** Requirement A **
Could you copy out the full tutorial on making transparent spheres, word for word and unchanged?
● ● ● ●
If you want to create an illustration that has the look of a transparent objects in it, there are couple of ways to do this. The first way is to actually use the Rgb Intensity slider. I'm going to switch to the Sphere 3D tool, and notice that by default Rgb Intensity has set to 100. I want to switch to the BasicMaterial. There is nothing about his material that is transparent by default. That's an opaque material. So I'm going to draw a sphere on to the canvas. Without changing the material at all, I'm going to lower the Rgb Intensity, and draw onto the canvas. And now we get, semi transparent sphere.
The more I lower the Intensity, the more transparent the sphere becomes. I can go to the Draw palette, and add a little bit of Refraction to this Transparency. It's only going to effect new spheres that I draw on the canvas that have a low Rgb Intensity. You can start to see some of that Refraction there. It might be a bit much so, let's pull that down to about 4, here we go. You can see the light is being bent around these areas, around the corner. So that's one way to create transparency in you objects, and you can draw that on the canvas, and now it's been converted to pixel, so I can incorporate this into an illustration.
● ● ● ●
** Requirement B **
Which lines in the listing below contain the string "ocean"? Pull out each one, matching case exactly.
● ● ● ●
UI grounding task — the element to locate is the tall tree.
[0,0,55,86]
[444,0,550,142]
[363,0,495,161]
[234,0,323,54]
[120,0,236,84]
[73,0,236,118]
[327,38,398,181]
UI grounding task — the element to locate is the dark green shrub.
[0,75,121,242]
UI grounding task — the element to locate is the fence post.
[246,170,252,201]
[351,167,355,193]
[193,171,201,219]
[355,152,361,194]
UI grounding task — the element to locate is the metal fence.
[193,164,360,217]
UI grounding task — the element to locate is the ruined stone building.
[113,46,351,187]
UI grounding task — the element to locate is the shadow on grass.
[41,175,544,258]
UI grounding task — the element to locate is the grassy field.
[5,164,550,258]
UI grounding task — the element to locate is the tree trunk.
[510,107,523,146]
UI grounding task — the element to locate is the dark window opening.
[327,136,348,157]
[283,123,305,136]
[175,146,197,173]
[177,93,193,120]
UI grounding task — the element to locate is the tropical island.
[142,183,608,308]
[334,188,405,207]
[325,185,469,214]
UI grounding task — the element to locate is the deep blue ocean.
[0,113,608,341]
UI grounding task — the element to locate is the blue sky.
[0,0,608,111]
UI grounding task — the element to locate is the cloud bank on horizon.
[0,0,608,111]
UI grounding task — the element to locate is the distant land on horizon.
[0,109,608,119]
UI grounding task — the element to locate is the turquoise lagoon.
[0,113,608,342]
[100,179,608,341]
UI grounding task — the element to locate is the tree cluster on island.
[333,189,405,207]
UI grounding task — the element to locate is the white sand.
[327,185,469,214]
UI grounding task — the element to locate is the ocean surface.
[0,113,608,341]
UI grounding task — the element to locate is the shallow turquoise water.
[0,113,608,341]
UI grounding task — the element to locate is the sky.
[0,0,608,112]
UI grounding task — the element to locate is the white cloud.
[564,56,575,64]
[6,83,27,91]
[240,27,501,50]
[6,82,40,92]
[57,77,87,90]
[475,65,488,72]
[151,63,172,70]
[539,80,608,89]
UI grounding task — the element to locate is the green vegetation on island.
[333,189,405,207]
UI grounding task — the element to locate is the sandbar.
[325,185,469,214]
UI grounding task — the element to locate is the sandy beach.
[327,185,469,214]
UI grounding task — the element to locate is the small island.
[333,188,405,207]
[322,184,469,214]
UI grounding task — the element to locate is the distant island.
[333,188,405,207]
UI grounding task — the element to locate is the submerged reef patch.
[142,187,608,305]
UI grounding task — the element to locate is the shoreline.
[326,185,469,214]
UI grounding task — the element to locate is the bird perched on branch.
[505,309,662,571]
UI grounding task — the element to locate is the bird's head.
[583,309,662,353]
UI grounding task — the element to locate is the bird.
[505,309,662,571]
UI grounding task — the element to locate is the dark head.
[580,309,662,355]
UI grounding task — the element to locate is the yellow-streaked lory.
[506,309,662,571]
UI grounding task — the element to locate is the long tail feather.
● ● ● ●
** Correct answer A **
If you want to create an illustration that has the look of a transparent objects in it, there are couple of ways to do this. The first way is to actually use the Rgb Intensity slider. I'm going to switch to the Sphere 3D tool, and notice that by default Rgb Intensity has set to 100. I want to switch to the BasicMaterial. There is nothing about his material that is transparent by default. That's an opaque material. So I'm going to draw a sphere on to the canvas. Without changing the material at all, I'm going to lower the Rgb Intensity, and draw onto the canvas. And now we get, semi transparent sphere.
The more I lower the Intensity, the more transparent the sphere becomes. I can go to the Draw palette, and add a little bit of Refraction to this Transparency. It's only going to effect new spheres that I draw on the canvas that have a low Rgb Intensity. You can start to see some of that Refraction there. It might be a bit much so, let's pull that down to about 4, here we go. You can see the light is being bent around these areas, around the corner. So that's one way to create transparency in you objects, and you can draw that on the canvas, and now it's been converted to pixel, so I can incorporate this into an illustration.

** Correct answer B **
UI grounding task — the element to locate is the deep blue ocean.
UI grounding task — the element to locate is the ocean surface.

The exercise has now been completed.